===== Text extract

Neglected, I back you up not trying any more. I totally get that, and understand how done you are.


----------



## Trickster

Neglected

My wife essentially told me the same thing... It was soul crushing
About 4 years ago or so, I realized she didn't love me. Call it an awakening or just a realization. 

Although I am an alcoholic, for 17 or so years, I didn't drink. I was the provider, I usually had two jobs, I was responsible, I cooked, I cleaned. My wife was always the job hopper. Then our daughter was born and she became a SAHM for way longer that what we agreed on.

When I realized she didn't love me, I set out on a mission to earn her love. I started doing even more. I got in amazing shape, even though she was and still is 50 pounds overweight. That didn't change her feelings. I read dozens of books On marriage and nothing helped. 

My libido shot way up and I wanted more sex and she complied. Her heart wasn't there and I knew it. I kept trying.

==========
===== Provided data

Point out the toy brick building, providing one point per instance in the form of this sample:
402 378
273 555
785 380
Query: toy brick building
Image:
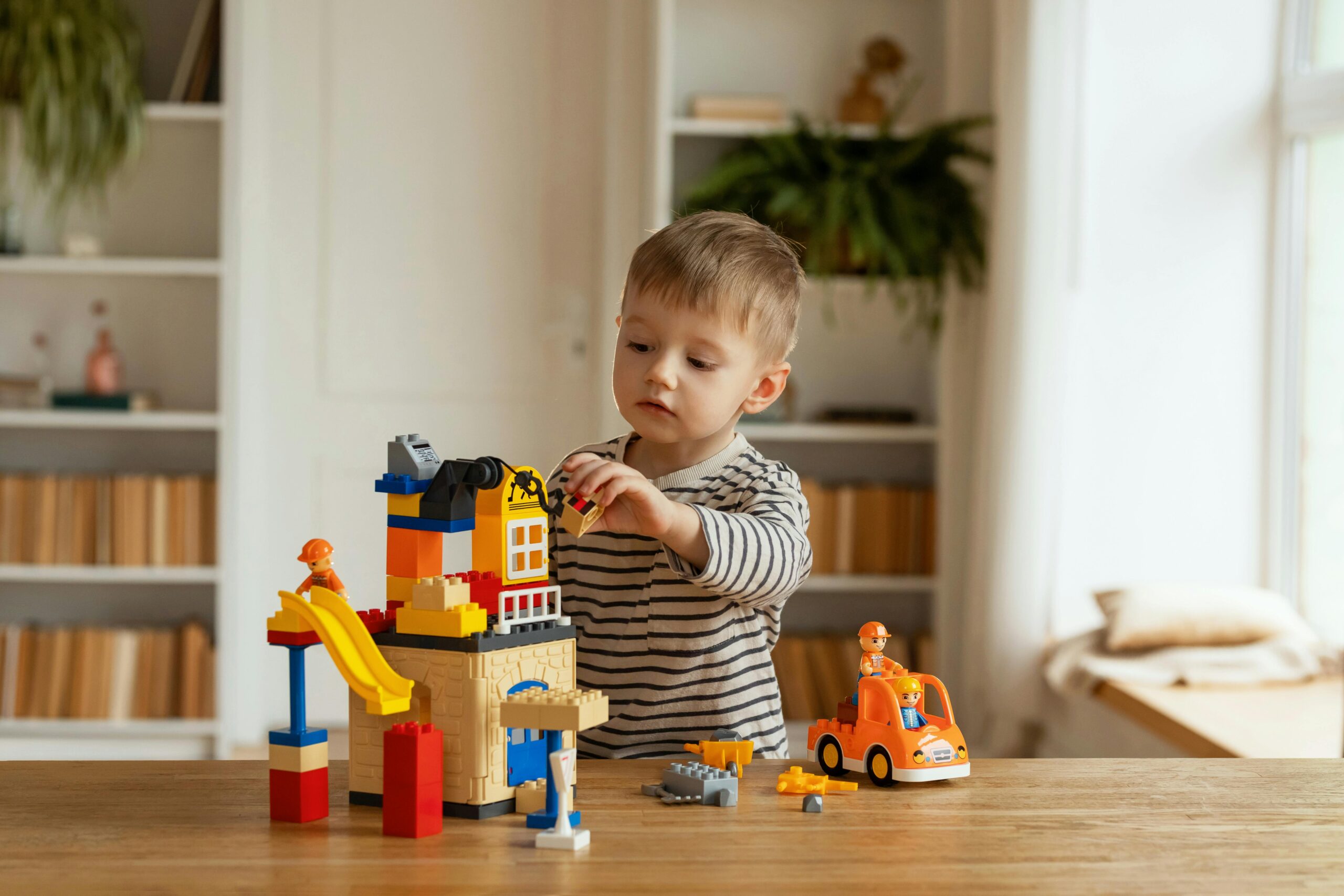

==========
===== Provided data

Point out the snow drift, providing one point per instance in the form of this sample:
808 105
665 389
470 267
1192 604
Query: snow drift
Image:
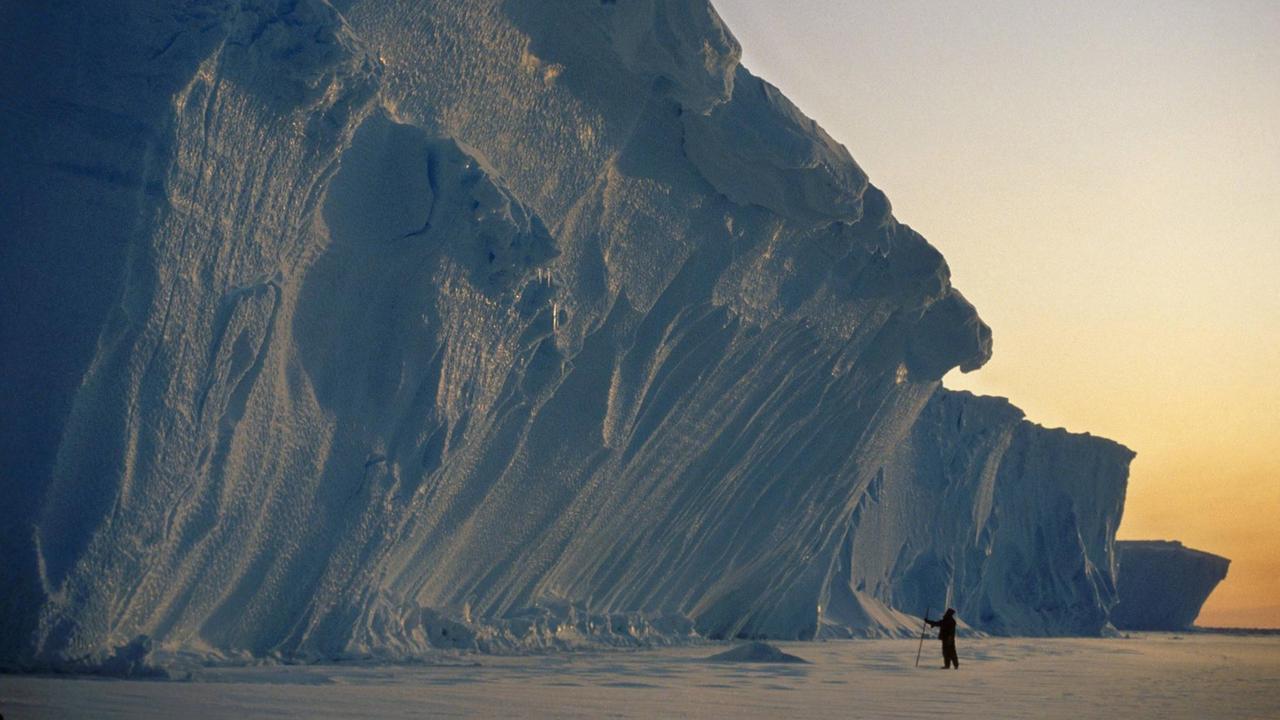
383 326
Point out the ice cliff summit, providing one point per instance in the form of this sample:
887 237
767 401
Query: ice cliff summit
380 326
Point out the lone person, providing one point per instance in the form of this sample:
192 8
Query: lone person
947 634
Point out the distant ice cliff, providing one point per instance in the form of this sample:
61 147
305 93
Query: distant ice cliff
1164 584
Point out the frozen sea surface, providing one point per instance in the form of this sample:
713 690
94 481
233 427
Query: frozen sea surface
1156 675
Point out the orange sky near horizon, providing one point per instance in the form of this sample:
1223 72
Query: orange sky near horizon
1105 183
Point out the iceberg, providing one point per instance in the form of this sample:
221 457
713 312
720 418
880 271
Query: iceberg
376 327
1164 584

==========

Tasks for this exercise:
1. Answer these questions using the forum thread.
(a) About how long ago did the writer realize the wife didn't love them?
(b) For roughly how many years did the writer not drink?
(c) By how many pounds is the wife said to be overweight?
2. Print the part of the forum thread between "## Trickster" and "we agreed on.", inclusive.
3. Proceed with the forum thread about the marriage, picking up right after its last sentence.
The entries aren't needed for any of this.

Set of answers:
1.
(a) About 4 years ago or so.
(b) 17 or so years.
(c) 50 pounds.

2.
## Trickster

Neglected

My wife essentially told me the same thing... It was soul crushing
About 4 years ago or so, I realized she didn't love me. Call it an awakening or just a realization. 

Although I am an alcoholic, for 17 or so years, I didn't drink. I was the provider, I usually had two jobs, I was responsible, I cooked, I cleaned. My wife was always the job hopper. Then our daughter was born and she became a SAHM for way longer that what we agreed on.

3.
So my drinking returned. I needed to numb my feelings. I was never an angry drunk. I didn't drink enough to that point. My wife said I was in a better mood when I had a couple drinks. I don't remember how the conversations lead for me having a lover, then the "open marriage". Its foggy right now..

I wasn't after sex, I was after better intimacy and I wanted a wife who loved me, could show it, and say it. In 22 years, she was never the first to say I Love You, never the first io initiate any affection.

This open marriage bs? I attract some amazing women. The first time I mention that I am married, they bolt. If I mention we have an open marriage, they run, if I mention my wife and I live separate lives, sleep in different rooms, and stay married to keep an intact family, they run the other direction. One woman I like, who is divorced told me to " man up" and just divorce. I am not after a FWB I am after a mutually loving affectionate relationship. 

My wife refuses to divorce. She tells me I can do what I want, go where I want, have sex with who I want, she won't ask any questions...What will my 11 year old daughter think of me when she finds out dad has a gf?

If I repulse my wife, she should jump for joy to get divorced. 

My wife spent the past 22 years seeing me as a friend and never told me otherwise

You spent all these years in silence. 

Why?

I know our stories are different, however I can relate, I understand the feeling of un love and a wife who doesn't want me to find real love. That won't happen until we divorce.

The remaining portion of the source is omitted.